*Records from a collection:*
————

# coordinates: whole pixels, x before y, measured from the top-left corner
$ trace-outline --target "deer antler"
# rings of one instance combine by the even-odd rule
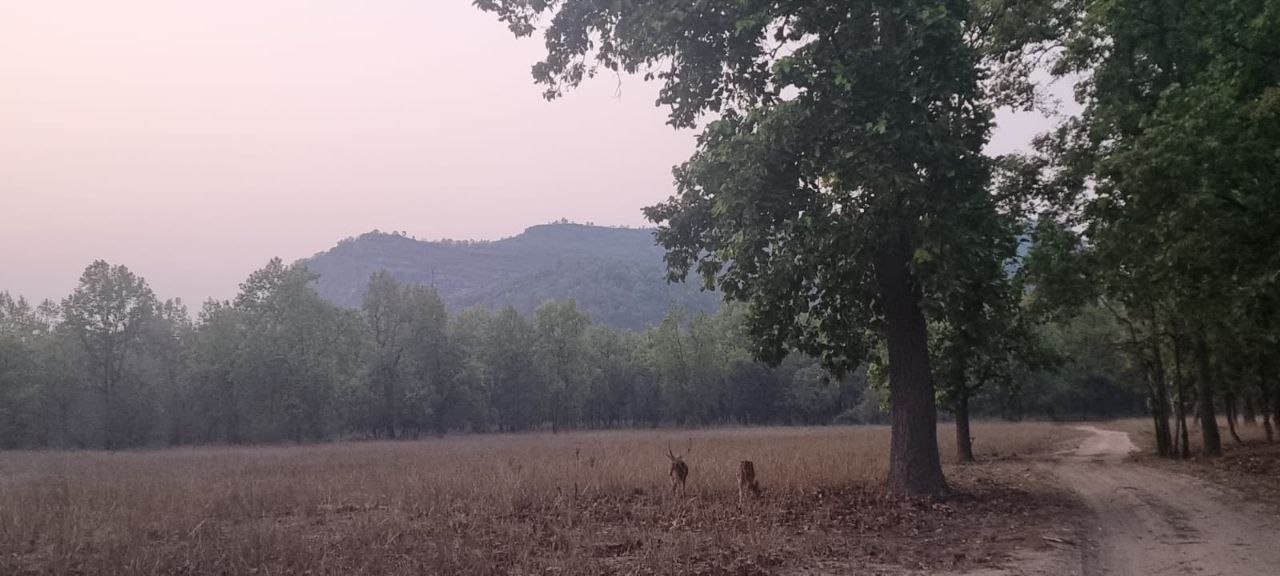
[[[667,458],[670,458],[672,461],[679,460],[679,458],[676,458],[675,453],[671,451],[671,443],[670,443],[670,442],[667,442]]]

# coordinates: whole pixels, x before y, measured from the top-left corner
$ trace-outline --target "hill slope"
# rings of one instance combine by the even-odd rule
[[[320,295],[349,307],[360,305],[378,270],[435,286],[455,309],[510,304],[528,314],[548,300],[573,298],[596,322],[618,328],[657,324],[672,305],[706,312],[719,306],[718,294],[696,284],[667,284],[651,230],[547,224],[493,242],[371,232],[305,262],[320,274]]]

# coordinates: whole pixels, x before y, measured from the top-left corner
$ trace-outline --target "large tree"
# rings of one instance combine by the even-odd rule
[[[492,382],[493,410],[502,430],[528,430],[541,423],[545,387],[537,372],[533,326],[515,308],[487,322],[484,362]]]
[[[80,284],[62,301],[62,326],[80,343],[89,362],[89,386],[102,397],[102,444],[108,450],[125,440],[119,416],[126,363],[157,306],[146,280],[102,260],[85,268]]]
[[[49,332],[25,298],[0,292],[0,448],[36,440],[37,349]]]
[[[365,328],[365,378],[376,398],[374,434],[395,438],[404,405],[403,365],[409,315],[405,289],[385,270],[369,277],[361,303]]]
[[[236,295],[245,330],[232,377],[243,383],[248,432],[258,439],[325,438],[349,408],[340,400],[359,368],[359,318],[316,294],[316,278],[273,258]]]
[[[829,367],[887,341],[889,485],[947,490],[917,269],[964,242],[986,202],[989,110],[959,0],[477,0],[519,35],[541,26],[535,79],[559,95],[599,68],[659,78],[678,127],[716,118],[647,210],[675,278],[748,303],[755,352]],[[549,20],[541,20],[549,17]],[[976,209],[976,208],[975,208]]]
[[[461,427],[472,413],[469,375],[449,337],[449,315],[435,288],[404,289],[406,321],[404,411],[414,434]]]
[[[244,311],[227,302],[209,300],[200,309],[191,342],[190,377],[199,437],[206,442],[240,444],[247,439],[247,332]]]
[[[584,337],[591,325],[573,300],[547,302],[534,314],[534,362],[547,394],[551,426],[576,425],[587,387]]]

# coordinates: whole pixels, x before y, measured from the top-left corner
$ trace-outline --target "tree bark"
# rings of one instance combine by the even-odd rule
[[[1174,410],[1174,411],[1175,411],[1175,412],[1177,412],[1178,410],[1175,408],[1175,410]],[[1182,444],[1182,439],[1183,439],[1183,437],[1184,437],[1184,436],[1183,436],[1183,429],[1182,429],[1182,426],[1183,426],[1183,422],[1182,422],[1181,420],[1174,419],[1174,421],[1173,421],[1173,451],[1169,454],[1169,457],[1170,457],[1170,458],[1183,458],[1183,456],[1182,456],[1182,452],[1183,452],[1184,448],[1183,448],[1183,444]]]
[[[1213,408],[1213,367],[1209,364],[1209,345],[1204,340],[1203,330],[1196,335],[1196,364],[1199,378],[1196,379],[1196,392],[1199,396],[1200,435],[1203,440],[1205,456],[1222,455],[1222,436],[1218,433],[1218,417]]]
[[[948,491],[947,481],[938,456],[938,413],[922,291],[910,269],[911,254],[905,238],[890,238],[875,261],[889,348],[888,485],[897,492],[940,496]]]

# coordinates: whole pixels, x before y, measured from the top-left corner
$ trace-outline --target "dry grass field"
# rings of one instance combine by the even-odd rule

————

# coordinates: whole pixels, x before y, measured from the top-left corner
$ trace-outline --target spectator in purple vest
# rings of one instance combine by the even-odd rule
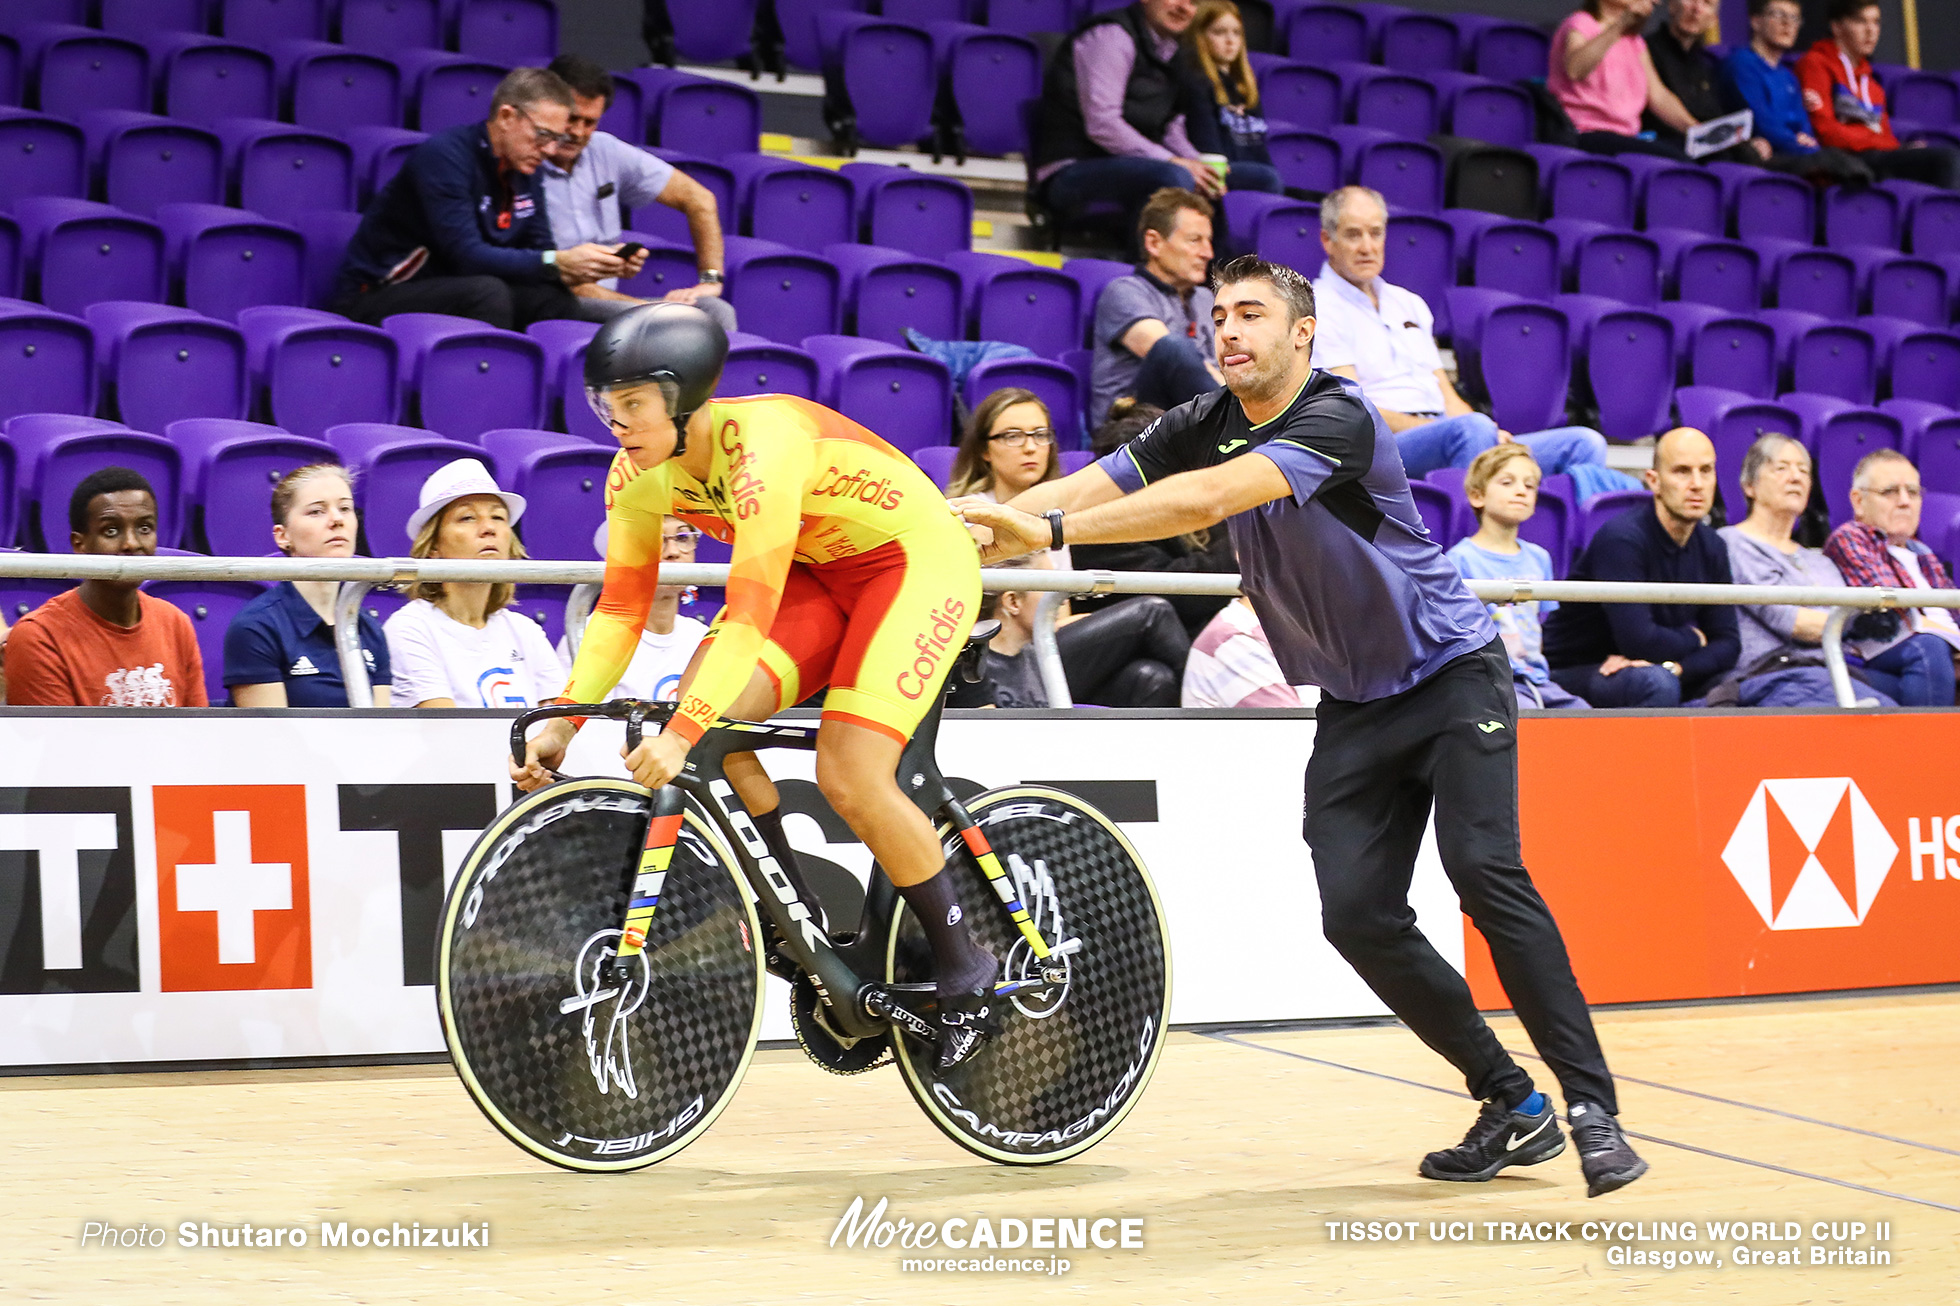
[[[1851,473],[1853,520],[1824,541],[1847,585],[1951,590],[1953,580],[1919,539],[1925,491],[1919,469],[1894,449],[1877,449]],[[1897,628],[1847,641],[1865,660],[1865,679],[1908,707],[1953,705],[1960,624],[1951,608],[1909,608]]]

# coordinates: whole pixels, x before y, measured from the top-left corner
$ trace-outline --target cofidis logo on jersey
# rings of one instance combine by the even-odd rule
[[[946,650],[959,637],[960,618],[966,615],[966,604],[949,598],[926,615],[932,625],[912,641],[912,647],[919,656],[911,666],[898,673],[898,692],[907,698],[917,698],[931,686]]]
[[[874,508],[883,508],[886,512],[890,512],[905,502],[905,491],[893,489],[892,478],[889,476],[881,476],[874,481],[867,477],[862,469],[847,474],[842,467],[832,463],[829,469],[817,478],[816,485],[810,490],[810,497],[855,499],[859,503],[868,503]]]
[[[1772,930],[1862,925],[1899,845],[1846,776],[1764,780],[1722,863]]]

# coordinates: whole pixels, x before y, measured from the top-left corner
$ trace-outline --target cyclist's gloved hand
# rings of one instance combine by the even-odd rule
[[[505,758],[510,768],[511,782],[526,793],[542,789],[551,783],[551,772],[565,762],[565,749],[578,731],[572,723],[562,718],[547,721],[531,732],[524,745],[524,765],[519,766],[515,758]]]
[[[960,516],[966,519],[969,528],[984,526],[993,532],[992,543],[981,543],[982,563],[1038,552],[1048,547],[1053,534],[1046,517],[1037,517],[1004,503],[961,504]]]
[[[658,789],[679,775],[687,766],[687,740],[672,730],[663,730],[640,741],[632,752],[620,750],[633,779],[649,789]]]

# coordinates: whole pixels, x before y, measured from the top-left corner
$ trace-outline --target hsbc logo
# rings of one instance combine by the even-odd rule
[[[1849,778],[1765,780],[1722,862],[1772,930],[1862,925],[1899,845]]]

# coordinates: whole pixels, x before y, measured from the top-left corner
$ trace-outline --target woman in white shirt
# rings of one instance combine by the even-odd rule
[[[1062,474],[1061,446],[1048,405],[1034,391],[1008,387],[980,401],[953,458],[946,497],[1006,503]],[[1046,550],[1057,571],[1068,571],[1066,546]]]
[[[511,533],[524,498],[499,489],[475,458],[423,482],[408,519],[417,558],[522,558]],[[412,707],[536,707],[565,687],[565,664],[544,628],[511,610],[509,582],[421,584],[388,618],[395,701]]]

————

*Exercise details:*
If a line in the entries holds the string "logo", copy it.

*Problem solution:*
$ trace-outline --target cofidis logo on jersey
$ trace-outline --target hsbc logo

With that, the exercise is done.